**Work to do**
From the rows below, keep every line that contains the string "pillow", treating uppercase and lowercase as different.
--- Available records ---
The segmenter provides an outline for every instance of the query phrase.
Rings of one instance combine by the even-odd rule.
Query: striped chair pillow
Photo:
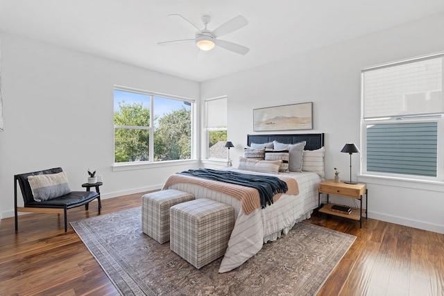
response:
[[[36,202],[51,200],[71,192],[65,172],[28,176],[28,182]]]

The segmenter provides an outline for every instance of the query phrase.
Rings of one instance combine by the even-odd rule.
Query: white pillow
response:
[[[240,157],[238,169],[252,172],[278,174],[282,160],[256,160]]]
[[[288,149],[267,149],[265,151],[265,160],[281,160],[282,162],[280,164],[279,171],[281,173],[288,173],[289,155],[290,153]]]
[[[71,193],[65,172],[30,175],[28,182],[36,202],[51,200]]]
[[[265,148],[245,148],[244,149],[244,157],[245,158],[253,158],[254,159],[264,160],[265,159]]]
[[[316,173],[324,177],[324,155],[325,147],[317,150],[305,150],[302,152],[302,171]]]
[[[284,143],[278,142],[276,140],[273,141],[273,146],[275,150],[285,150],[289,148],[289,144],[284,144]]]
---
--- Available records ---
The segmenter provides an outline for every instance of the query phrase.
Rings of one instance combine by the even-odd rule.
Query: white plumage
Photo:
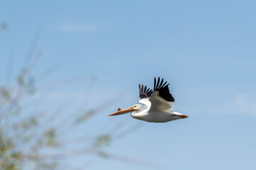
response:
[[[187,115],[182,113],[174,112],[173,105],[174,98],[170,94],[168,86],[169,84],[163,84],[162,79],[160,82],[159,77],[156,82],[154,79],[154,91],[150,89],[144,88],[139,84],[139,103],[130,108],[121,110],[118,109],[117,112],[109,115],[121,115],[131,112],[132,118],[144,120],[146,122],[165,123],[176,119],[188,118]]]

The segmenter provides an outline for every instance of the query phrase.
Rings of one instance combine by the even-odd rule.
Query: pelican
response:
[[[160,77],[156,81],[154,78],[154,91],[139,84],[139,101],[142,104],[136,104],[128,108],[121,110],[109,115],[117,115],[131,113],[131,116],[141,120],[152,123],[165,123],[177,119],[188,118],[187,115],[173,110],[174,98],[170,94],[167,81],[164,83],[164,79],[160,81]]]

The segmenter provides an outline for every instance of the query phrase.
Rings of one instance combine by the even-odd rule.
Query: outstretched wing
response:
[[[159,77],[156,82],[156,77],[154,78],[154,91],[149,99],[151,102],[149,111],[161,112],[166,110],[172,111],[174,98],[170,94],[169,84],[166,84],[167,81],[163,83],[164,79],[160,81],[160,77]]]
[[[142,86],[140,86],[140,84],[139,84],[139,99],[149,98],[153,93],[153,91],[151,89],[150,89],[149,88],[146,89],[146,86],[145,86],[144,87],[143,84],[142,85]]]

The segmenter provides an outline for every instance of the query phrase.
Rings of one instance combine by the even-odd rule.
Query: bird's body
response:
---
**Finished exercise**
Query: striped chair pillow
Query: white pillow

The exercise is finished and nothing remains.